■ REQUIRED ACTION ■
Keep every line of the data below that has the string "mouse" and present those lines.

■ DATA FOR THIS EXERCISE ■

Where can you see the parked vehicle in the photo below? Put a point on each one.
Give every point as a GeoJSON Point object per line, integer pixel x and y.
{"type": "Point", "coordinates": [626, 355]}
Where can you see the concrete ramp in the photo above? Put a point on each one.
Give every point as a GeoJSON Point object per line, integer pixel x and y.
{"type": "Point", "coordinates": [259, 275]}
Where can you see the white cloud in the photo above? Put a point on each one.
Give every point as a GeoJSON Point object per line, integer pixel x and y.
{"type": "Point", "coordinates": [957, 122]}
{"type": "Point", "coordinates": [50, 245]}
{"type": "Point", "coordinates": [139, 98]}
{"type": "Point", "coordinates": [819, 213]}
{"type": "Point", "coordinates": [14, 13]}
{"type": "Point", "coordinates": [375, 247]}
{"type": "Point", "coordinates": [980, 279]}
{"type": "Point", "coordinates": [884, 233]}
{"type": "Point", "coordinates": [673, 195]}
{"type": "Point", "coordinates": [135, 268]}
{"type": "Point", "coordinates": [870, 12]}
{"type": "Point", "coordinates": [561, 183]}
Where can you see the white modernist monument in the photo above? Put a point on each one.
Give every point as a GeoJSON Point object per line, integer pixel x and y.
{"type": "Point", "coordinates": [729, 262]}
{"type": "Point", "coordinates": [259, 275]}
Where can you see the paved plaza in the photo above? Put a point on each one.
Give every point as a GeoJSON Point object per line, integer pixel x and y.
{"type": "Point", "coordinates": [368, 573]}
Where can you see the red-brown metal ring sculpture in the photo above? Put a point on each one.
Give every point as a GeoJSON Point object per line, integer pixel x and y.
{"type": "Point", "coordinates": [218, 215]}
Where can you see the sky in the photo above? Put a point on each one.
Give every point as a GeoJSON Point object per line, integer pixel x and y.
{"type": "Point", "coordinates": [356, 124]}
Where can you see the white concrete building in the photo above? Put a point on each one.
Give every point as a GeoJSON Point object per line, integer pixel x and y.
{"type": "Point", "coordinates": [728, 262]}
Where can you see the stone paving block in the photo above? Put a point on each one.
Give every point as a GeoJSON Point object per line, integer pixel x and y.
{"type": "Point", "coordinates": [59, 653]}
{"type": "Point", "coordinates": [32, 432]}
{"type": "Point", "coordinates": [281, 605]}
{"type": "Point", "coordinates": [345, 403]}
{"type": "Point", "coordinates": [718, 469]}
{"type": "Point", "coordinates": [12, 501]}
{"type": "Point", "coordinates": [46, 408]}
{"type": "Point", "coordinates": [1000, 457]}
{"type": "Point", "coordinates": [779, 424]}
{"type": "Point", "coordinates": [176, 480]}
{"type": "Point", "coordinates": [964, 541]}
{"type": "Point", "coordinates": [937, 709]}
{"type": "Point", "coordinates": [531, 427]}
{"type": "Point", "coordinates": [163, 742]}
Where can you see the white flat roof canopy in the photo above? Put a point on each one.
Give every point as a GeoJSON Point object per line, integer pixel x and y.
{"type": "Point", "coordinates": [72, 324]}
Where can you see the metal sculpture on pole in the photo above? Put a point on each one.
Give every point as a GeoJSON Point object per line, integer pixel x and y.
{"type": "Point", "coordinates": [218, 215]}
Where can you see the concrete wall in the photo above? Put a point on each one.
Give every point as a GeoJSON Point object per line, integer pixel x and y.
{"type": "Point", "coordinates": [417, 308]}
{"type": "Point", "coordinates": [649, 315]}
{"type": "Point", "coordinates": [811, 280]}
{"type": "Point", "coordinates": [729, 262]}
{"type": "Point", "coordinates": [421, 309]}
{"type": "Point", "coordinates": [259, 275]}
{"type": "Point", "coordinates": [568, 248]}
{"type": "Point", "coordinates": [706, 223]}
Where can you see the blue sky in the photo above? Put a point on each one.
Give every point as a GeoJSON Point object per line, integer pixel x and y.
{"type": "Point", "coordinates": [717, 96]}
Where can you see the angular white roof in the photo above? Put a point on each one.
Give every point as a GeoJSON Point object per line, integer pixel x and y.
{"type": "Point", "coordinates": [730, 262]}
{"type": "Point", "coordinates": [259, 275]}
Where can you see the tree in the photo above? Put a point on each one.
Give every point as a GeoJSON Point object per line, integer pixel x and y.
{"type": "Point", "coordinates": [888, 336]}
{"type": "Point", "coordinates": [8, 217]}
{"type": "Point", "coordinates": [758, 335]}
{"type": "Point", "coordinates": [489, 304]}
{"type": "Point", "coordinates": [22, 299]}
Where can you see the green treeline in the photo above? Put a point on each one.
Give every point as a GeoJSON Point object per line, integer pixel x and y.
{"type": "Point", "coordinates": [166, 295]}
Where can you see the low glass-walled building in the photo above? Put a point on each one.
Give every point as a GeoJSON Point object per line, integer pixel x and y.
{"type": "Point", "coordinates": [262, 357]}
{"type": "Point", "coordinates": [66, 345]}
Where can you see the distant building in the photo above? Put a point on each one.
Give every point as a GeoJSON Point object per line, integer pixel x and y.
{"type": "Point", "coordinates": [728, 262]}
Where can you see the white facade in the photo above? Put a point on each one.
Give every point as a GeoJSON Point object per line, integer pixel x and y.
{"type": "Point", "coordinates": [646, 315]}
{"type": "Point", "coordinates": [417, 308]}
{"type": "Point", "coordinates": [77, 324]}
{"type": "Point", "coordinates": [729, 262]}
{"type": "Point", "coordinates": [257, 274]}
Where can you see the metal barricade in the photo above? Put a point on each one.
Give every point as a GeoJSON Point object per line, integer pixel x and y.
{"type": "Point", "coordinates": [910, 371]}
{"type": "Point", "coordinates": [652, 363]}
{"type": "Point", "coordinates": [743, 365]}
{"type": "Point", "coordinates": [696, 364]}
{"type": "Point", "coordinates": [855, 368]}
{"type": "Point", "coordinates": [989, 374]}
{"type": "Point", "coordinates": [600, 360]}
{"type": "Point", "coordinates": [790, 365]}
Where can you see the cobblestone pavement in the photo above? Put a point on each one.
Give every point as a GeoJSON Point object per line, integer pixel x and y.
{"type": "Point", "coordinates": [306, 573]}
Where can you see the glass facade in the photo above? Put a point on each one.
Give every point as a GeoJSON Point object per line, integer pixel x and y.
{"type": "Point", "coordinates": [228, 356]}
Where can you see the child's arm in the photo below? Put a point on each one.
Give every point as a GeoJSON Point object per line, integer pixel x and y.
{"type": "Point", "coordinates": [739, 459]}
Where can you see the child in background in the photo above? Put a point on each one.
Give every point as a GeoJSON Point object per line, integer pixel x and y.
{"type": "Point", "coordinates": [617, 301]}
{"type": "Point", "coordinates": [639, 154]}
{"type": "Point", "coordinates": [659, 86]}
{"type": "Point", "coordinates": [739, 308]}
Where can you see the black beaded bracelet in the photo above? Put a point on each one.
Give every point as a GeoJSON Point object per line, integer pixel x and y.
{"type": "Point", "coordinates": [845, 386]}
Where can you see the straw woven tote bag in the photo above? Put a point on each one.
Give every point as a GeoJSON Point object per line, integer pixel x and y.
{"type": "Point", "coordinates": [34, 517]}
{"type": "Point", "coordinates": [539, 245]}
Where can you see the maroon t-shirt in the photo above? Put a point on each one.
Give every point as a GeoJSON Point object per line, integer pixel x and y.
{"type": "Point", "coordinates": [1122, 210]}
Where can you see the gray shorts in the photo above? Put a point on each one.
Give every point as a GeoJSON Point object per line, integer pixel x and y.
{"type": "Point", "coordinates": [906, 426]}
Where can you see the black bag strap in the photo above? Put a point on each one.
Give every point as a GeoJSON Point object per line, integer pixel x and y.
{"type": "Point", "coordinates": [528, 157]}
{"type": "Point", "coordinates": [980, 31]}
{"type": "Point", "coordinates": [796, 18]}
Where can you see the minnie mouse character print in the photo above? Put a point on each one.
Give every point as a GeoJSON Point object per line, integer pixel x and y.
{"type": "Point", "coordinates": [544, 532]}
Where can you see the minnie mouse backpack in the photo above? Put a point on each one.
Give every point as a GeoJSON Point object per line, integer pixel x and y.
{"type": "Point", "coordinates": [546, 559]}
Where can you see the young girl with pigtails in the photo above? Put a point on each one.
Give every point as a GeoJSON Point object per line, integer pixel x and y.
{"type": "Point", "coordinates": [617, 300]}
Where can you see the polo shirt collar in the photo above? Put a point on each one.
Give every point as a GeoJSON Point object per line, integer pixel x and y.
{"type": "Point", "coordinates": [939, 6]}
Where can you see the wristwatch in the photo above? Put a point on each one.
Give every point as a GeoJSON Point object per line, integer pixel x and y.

■ EXERCISE ANSWER ■
Where can you see the minnie mouse character print in the photo above? Put a point on each one.
Where can you see the minnie mouse backpack in the photo above? Put a point on each one.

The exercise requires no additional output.